## Supplied data

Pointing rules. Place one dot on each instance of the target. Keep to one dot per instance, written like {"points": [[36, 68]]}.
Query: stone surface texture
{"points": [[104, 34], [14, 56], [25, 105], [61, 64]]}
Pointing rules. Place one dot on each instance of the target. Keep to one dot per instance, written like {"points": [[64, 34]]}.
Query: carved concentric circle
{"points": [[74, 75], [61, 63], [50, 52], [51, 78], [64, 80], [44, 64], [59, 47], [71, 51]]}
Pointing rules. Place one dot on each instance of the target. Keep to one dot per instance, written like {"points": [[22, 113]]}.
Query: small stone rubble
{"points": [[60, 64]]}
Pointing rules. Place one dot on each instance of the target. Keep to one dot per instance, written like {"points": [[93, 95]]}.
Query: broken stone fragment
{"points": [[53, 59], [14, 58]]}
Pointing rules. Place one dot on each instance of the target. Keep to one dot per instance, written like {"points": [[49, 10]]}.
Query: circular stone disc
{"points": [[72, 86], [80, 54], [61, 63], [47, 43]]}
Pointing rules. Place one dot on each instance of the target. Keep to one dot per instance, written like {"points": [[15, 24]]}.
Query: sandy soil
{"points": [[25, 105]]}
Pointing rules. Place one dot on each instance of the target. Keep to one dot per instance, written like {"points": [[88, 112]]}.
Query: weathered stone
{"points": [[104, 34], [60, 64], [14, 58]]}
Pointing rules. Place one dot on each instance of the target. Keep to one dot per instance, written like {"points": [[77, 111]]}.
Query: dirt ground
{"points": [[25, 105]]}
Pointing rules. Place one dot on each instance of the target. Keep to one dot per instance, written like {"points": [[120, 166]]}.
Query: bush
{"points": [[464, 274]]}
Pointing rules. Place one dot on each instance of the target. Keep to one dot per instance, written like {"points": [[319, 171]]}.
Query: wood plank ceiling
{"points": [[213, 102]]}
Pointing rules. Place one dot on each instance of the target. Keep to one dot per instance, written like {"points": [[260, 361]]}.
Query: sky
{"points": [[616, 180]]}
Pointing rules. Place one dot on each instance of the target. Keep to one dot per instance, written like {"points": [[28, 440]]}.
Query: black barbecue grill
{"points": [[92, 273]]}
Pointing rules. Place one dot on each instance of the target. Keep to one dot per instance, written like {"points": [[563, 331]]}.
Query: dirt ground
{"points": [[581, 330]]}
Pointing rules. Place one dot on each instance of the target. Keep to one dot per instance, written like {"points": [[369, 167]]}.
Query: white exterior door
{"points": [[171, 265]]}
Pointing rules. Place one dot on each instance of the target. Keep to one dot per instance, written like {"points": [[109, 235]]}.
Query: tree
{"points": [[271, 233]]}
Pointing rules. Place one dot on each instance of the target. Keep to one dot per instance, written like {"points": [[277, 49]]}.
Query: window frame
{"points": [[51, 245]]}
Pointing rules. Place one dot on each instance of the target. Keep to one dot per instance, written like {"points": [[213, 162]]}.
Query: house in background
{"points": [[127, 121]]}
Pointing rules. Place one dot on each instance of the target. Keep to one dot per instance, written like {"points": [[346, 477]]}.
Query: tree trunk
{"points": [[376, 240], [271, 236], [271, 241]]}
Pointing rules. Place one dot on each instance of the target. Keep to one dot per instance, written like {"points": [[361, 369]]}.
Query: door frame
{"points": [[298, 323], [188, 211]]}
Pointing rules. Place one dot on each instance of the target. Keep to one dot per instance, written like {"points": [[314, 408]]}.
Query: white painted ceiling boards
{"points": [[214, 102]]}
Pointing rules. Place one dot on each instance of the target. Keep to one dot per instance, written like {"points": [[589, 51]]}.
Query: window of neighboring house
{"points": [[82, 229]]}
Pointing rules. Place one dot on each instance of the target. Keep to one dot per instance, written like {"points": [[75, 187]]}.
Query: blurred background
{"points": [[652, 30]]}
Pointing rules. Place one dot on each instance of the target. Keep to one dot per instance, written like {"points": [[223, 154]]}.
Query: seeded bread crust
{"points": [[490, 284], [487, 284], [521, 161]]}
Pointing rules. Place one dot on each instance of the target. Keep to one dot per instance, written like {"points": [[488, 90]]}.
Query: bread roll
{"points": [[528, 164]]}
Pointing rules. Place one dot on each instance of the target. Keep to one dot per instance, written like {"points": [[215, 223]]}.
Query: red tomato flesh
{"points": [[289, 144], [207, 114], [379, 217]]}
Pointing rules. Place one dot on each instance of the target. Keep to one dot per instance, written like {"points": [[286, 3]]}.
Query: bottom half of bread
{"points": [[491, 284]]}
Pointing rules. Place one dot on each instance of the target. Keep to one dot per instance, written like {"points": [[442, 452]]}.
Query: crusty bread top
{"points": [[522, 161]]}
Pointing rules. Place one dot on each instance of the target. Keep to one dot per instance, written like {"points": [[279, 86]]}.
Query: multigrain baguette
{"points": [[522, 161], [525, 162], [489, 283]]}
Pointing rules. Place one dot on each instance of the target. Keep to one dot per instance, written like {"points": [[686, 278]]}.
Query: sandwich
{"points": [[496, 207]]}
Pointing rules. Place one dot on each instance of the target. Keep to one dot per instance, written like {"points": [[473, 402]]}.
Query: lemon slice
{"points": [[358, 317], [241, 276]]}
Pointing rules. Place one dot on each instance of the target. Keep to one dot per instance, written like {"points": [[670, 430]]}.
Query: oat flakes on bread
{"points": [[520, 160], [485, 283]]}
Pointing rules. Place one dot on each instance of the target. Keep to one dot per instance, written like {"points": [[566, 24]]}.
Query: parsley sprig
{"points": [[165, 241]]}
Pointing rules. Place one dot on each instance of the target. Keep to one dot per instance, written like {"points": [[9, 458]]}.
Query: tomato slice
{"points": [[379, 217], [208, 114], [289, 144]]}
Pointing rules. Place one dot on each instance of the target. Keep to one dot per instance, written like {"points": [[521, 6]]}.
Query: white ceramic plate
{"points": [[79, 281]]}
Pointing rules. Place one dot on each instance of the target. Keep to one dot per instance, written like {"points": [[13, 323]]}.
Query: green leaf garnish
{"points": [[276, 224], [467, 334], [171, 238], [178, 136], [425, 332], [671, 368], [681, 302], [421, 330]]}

## Task brief
Locate every line in the records above that contains the word "window" and copy each one.

## Right answer
Query: window frame
Query: window of neighboring house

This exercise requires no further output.